- TEXT UNDER STUDY:
══════════

A great thing is a sun helmet!

Then there was the lady of quality off to Monte Carlo, with trunks full of dresses, and one trunk lightly packed to contain more dresses which she will accumulate in Paris. There was a pale woman who had obviously been ordered South. Her husband stood beside the Pullman door telling her to take great care of herself and get well, and just before the train left he shyly, like a boy, gave her a little packet in white tissue paper, which she opened, and the tears came into her eyes as she held the small jeweller's box in her hand. Yes; there are such husbands!

All the time the cosy lamplit tables of the Pullman cars gradually filled. At one a man turned to the weather report, where under a weird map of barometric pressure he would read about the Channel crossing; at another a woman gazed thoughtfully through the menu wondering if it would be wise to eat a grilled sole.

* * *

Sharp to the last second of the minute the Continental boat express slipped out of Victoria with its load of people in search of health and pleasure. A flutter of handkerchiefs, a turn away, and the tail coach disappeared with those squat mail boxes on it which are lifted by a crane into the hold of the ship and lifted out in France, fixed on a railway wagon, and consigned to the G.P.O. in Paris.

As the boat express went off the diminishing grind of its wheels seemed to sing to me of olive yards and orange groves and long white roads in sunlight, and, somewhere far down in the south, a ship....

Romantic Mutton

Suppose you were walking down that delicious slope of Piccadilly, the Green Park rails on your left, and suddenly you saw Sir Claude, the wicked young squire, chucking a shepherdess under the chin while he slapped his riding boots with a hunting crop. Suppose...

This happens! Turn down Whitehorse Street, and in two seconds bald heads in club windows, pretty sandy-legged ladies, the flood stream of omnibuses, are forgotten. They have never existed. They are two hundred comfortable years off in the womb of Time. You stand in the eighteenth century, in a London of maypoles and gallantry and much sly sin, of coaches and cavalcades, inn parlours and buxom serving wenches. Even your spats feel elegant. You desire to snap an ivory snuffbox, to wave a fine cambric handkerchief, and to kiss a good-looking chambermaid. Odds truth, sir, you are under the influence of Shepherd Market! At any moment my Lord Maxbridge may turn the corner on the arm of Sir Timothy Strophe, poet and wit, and you will, of course, stand, leaning on your ebony cane, promising to look in at the Cocoa Tree to-night and to join my lord later (bow) at his box at Vauxhall. And did you hear what the Prince said last night of Lady T., and how young Charles H. took it? And did you know that Captain X. lost nine hundred guineas at cards on a single throw at White's, and that the Marquis de St. A. has sent his seconds to Lord M., and that Sir Richard T. has been black-balled at Brooks'? Gad, sir!

══════════

- WORK REQUIRED:
Set down the London passage word for word from "A great thing" to "are such husbands!". You won't need the listing for this.

(Stored data entries)
══════════

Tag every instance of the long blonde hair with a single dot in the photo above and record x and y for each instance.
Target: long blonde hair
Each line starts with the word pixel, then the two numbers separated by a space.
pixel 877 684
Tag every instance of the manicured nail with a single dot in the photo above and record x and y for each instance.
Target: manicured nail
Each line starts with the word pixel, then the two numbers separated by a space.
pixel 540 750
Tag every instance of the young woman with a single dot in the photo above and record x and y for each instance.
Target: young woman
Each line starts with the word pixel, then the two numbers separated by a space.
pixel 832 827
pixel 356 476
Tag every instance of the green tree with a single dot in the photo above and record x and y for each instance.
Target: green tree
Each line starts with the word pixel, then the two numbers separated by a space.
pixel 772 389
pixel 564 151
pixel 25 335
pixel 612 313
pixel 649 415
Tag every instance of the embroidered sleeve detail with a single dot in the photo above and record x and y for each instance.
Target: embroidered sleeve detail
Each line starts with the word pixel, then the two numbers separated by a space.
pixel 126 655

══════════

- EXPECTED ANSWER:
A great thing is a sun helmet!

Then there was the lady of quality off to Monte Carlo, with trunks full of dresses, and one trunk lightly packed to contain more dresses which she will accumulate in Paris. There was a pale woman who had obviously been ordered South. Her husband stood beside the Pullman door telling her to take great care of herself and get well, and just before the train left he shyly, like a boy, gave her a little packet in white tissue paper, which she opened, and the tears came into her eyes as she held the small jeweller's box in her hand. Yes; there are such husbands!